What the task asks
Return each line of the records below that contains the word "night".

Dataset rows

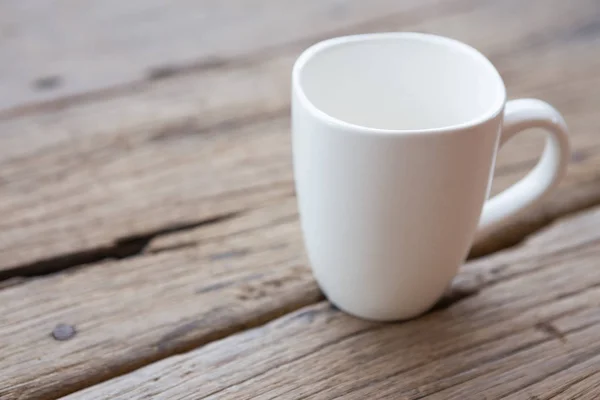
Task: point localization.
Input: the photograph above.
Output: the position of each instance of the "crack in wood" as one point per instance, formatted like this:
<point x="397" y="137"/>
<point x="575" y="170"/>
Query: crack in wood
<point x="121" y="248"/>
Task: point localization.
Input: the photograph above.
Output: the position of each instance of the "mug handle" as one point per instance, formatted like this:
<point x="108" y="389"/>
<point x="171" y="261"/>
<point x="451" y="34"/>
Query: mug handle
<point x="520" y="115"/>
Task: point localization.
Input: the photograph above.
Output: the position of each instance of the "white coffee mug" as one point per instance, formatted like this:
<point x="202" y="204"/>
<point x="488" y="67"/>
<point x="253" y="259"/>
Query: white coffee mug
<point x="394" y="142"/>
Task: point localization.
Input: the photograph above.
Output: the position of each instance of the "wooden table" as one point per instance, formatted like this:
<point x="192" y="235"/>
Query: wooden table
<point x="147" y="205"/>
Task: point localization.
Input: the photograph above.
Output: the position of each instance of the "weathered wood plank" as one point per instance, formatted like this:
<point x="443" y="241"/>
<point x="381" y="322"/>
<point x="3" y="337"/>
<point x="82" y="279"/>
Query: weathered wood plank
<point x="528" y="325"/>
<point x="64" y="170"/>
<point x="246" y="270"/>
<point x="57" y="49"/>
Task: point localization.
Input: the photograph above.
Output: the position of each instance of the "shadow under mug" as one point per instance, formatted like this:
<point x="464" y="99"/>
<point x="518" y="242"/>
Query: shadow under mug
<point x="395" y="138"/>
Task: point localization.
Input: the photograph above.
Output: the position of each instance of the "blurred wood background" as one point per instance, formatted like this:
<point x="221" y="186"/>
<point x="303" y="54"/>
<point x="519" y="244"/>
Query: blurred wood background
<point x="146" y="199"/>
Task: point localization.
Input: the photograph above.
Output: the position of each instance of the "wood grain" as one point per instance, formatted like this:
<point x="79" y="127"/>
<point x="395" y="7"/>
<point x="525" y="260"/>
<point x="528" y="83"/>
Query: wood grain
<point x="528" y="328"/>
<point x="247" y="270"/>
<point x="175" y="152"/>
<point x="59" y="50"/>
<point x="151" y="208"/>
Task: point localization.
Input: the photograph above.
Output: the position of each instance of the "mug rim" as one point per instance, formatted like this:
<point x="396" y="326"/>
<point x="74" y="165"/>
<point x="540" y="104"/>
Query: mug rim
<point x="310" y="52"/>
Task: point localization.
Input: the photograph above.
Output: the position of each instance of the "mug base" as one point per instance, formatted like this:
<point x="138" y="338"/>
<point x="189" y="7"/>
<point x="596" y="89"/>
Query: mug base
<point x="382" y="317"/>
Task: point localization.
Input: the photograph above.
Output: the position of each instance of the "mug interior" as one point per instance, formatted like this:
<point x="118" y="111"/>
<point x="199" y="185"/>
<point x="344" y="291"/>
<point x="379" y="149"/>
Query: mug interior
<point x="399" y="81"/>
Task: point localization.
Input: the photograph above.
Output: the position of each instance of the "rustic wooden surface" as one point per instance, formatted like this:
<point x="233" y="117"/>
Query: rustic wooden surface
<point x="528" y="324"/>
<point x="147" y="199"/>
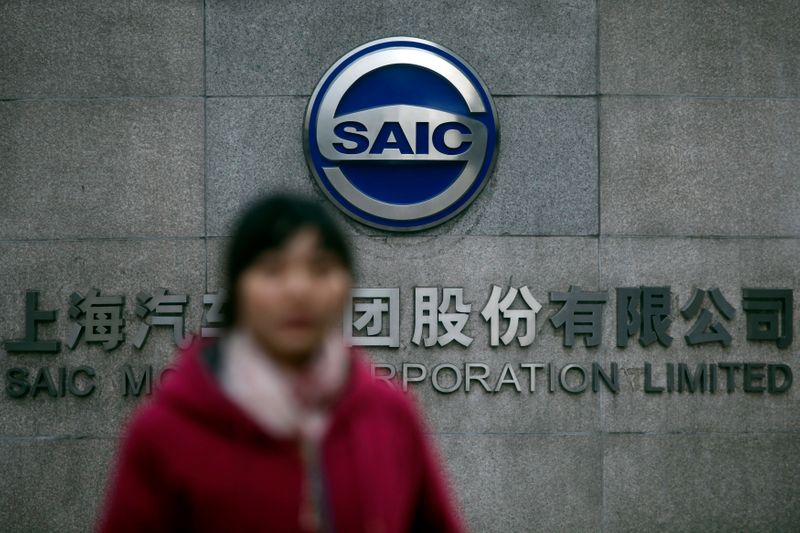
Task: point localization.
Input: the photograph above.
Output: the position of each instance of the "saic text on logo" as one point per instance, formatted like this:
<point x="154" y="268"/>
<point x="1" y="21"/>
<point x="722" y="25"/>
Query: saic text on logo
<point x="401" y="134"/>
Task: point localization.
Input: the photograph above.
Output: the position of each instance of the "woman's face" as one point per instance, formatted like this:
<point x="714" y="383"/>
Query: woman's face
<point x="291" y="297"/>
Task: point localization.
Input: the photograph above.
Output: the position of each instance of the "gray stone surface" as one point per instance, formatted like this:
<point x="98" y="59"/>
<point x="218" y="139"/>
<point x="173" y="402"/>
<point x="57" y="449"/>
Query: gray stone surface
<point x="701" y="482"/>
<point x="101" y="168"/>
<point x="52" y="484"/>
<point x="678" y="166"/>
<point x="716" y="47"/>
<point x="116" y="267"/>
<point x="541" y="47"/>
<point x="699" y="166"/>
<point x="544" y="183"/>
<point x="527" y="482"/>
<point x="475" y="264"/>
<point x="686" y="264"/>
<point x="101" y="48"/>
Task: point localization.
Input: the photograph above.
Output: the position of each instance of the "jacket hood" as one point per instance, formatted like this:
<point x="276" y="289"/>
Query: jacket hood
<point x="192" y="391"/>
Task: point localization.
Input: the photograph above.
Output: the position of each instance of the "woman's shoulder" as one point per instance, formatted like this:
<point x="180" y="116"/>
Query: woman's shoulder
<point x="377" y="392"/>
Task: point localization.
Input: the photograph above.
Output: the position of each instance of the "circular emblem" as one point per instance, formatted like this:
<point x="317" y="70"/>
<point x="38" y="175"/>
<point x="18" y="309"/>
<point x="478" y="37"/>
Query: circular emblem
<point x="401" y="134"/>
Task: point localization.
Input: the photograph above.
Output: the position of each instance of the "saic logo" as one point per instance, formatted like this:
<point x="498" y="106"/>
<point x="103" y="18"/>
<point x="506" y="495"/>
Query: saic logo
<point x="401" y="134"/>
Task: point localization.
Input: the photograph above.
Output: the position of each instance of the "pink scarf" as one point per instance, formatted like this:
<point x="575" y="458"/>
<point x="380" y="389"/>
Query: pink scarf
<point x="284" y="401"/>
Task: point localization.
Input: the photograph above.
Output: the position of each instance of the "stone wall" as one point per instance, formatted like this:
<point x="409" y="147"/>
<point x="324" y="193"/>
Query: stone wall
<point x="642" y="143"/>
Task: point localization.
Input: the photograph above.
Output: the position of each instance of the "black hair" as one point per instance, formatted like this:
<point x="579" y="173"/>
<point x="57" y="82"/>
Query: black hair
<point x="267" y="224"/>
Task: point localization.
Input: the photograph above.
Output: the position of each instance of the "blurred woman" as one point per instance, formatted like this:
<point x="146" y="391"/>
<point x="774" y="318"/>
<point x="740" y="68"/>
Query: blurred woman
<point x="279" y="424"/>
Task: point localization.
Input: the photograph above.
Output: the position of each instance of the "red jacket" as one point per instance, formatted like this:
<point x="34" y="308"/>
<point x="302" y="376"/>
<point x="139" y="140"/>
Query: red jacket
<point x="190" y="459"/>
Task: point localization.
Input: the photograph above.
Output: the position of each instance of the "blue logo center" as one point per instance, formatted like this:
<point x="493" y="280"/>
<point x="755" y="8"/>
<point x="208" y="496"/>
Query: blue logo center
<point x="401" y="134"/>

--

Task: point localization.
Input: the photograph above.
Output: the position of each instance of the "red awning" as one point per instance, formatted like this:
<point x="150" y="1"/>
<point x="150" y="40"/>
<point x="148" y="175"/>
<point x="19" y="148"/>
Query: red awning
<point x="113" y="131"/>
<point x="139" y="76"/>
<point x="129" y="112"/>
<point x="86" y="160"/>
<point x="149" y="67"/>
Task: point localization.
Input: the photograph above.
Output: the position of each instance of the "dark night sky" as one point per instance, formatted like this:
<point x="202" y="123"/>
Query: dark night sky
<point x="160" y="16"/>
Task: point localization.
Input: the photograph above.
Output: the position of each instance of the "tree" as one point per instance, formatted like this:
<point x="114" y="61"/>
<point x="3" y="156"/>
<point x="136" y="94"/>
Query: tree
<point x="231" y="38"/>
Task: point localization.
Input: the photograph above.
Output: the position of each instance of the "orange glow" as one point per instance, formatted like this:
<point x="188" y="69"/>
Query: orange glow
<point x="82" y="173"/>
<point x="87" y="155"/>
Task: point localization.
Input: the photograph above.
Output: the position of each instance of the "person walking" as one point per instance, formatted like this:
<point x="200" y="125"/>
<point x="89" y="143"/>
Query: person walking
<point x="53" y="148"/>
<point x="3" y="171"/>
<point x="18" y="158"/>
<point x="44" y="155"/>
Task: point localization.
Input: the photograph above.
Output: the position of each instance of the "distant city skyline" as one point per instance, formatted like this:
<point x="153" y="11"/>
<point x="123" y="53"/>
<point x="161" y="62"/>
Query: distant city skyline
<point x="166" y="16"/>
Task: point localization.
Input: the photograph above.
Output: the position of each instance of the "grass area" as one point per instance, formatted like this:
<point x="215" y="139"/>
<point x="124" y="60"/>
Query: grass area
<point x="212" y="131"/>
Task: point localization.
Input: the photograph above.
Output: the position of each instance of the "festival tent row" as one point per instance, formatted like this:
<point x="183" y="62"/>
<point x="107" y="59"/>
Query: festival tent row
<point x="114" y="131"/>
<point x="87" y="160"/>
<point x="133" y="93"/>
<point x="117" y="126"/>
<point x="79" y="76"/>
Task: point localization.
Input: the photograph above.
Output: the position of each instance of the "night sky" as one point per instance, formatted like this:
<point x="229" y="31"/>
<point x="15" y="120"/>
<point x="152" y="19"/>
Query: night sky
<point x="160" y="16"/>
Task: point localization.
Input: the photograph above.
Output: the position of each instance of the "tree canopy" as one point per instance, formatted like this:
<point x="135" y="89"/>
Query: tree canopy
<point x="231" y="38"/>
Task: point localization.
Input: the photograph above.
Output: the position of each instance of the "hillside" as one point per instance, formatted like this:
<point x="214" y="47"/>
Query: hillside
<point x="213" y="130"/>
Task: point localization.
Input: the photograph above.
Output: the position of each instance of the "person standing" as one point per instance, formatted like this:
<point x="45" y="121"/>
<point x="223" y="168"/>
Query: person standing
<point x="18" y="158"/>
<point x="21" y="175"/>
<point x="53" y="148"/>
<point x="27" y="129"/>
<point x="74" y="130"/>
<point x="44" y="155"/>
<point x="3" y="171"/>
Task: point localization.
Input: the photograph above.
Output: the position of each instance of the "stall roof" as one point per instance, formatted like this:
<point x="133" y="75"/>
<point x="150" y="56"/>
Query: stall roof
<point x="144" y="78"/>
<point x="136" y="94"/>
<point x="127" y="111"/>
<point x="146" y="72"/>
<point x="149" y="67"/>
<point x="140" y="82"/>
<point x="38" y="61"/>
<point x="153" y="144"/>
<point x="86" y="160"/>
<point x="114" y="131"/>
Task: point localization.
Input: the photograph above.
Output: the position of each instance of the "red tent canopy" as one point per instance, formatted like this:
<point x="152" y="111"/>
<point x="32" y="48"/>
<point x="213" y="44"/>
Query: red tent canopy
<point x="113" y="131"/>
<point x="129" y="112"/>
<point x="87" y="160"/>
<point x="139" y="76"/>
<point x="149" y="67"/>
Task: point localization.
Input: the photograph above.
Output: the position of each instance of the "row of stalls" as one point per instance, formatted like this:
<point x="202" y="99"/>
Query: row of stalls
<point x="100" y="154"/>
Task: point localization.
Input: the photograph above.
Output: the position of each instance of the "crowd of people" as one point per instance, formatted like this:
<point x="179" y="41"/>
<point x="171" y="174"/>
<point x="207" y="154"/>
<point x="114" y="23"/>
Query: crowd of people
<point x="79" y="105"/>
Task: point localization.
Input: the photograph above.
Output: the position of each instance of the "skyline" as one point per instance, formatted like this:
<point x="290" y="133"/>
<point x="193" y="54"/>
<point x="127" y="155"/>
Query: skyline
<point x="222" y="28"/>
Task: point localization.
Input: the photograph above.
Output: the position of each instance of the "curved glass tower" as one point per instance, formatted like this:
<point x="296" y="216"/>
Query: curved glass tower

...

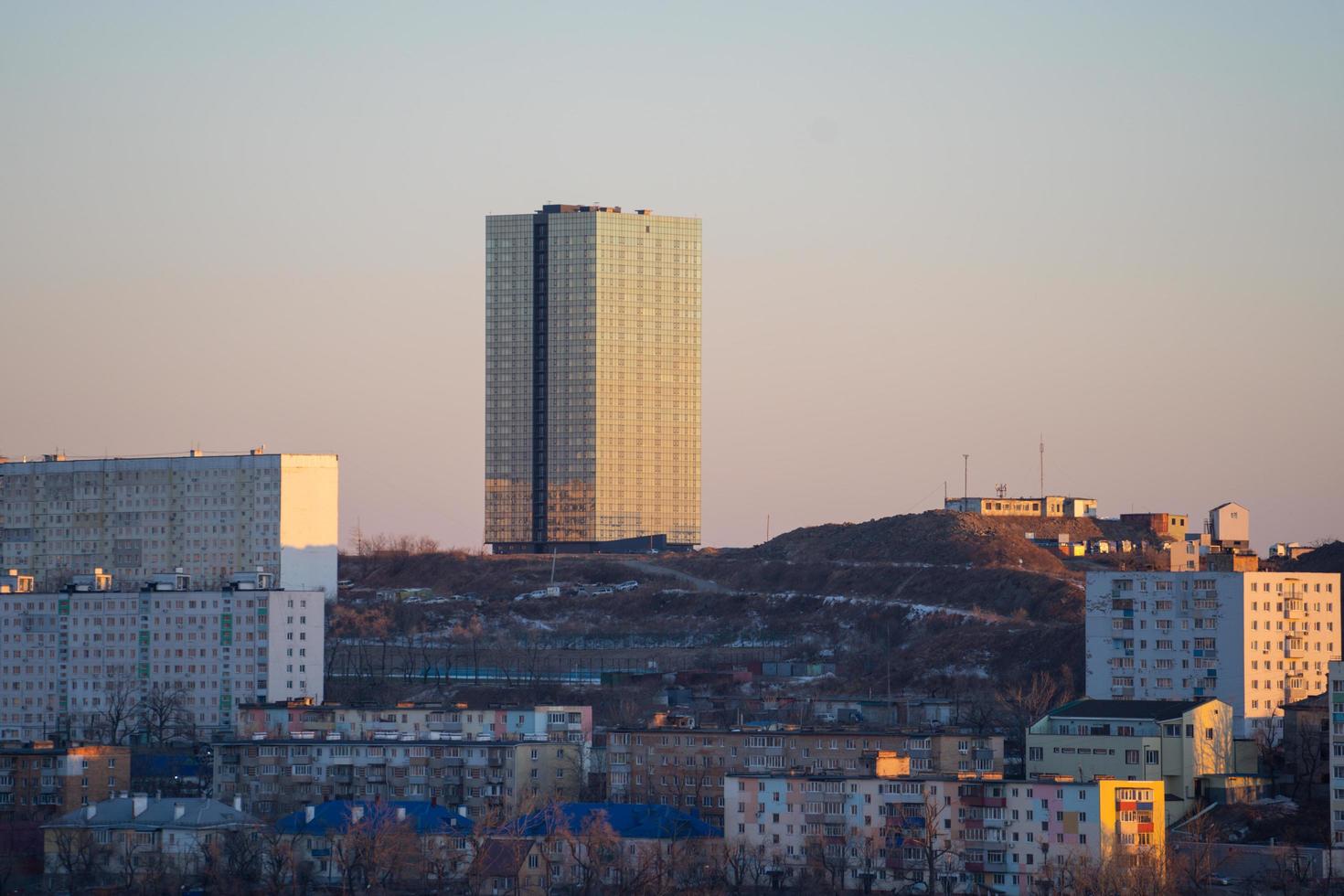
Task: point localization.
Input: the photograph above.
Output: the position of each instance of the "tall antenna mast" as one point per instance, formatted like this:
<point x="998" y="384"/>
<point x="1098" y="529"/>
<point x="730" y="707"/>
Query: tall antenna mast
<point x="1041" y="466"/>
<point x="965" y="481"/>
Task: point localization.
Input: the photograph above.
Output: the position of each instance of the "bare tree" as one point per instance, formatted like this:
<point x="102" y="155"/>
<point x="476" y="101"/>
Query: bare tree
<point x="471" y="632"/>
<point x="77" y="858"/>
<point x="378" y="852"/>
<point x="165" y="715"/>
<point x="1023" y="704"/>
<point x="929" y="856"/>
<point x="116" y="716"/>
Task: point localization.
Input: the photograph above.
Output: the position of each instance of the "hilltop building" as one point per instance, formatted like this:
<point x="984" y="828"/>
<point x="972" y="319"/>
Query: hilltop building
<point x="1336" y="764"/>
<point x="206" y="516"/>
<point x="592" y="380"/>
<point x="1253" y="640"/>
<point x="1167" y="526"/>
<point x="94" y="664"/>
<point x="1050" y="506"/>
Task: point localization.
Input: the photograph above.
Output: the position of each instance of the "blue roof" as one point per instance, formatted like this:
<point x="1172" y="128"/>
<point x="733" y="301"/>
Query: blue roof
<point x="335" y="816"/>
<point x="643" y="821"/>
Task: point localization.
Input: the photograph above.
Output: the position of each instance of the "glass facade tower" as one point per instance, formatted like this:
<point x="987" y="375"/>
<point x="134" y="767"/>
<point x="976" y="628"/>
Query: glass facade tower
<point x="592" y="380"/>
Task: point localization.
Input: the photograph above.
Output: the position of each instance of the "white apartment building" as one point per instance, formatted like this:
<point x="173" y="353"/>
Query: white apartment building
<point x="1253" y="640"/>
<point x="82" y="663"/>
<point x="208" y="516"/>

Finished task
Output: the position of each instance of the "dark night sky" as one point per instance, formatted like this:
Query: dark night sky
Output: the position of each instance of the "night sky" as one point per instance, formatted like this:
Query: night sky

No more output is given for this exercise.